Please collect every line in the records below that contains the word "metal" and copy each of those lines in full.

--- START OF SUPPLIED RECORDS ---

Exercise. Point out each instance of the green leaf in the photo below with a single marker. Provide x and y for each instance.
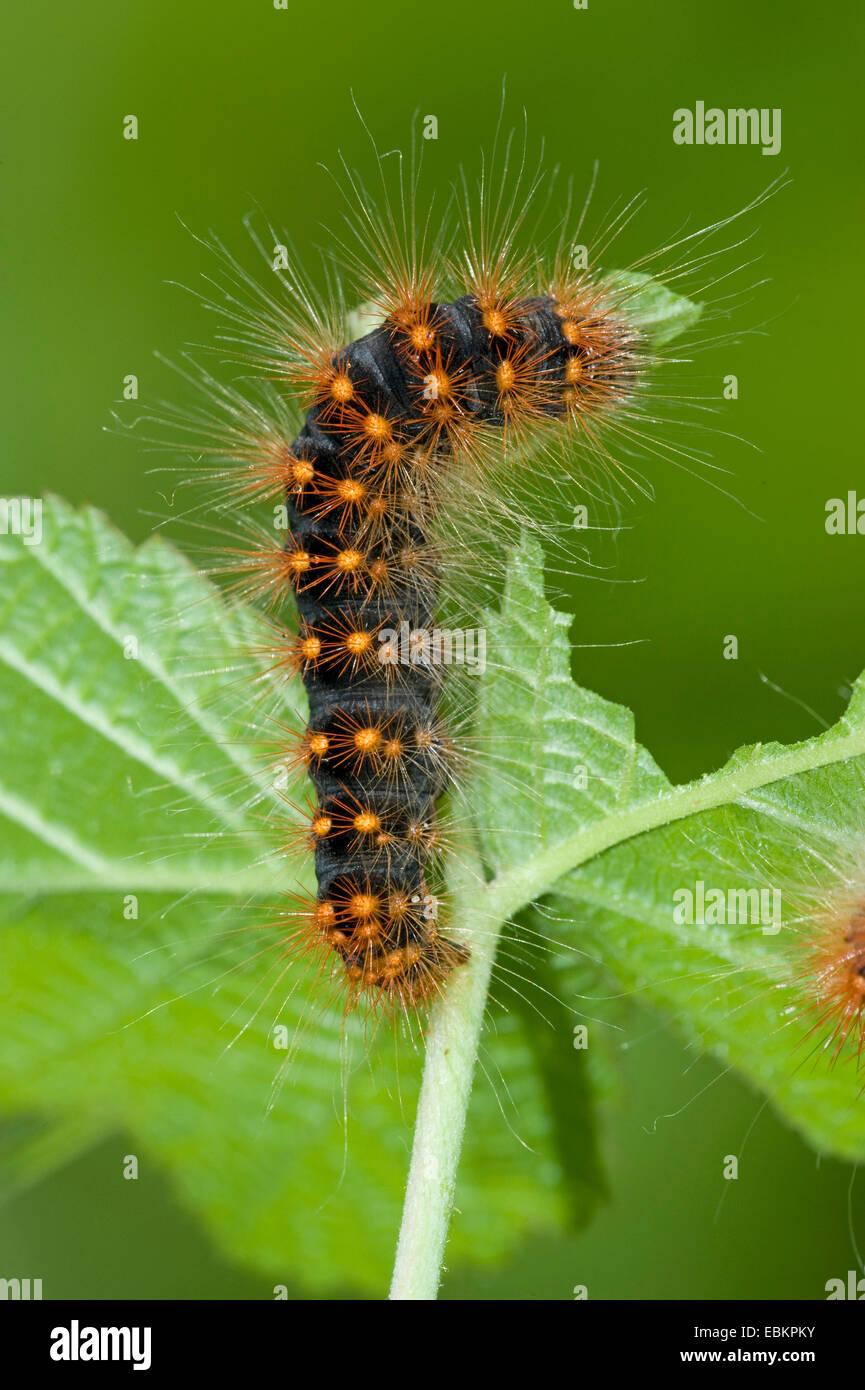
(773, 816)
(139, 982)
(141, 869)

--- END OF SUPPLIED RECORDS ---
--- START OF SUPPLIED RECORDS ---

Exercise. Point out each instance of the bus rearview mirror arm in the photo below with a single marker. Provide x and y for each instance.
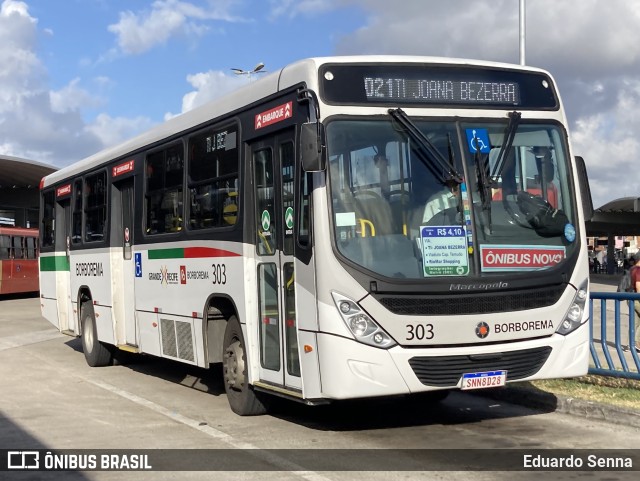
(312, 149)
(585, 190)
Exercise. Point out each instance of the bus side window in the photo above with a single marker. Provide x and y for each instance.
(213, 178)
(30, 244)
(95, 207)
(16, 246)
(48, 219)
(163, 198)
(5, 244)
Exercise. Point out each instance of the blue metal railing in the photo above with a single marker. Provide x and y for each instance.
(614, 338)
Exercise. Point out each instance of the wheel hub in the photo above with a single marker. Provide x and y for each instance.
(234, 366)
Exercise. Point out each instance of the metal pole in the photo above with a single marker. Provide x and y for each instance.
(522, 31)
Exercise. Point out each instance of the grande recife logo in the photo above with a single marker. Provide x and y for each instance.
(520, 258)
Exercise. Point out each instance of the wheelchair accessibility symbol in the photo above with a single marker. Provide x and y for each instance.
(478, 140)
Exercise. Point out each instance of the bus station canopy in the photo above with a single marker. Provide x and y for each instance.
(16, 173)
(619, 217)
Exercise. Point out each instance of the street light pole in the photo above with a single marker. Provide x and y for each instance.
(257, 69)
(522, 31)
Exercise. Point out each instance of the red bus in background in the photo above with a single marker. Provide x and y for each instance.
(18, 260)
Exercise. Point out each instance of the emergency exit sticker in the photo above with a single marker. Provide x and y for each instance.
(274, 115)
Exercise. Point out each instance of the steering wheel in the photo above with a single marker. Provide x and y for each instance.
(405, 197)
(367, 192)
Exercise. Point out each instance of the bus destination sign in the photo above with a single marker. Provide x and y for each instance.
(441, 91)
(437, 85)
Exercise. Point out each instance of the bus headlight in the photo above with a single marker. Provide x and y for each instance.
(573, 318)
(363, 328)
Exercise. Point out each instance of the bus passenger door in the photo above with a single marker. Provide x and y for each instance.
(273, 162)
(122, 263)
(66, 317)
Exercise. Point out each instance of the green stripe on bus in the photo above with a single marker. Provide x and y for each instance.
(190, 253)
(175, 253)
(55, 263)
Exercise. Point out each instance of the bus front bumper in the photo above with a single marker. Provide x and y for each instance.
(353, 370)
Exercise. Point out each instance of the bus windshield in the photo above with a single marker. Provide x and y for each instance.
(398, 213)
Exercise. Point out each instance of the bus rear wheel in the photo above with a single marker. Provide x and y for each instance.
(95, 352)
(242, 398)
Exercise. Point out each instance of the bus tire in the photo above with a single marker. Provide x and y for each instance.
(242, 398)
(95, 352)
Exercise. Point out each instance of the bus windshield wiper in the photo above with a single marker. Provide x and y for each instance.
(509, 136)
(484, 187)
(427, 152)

--- END OF SUPPLIED RECORDS ---

• EXERCISE RESPONSE
Exercise. Point out each instance of the blue metal railing in the photo above with a single marker. Provide x and y for each instance.
Exercise. Point out each instance of the metal pole in the photo above with a single marker. Provide x and y for each instance.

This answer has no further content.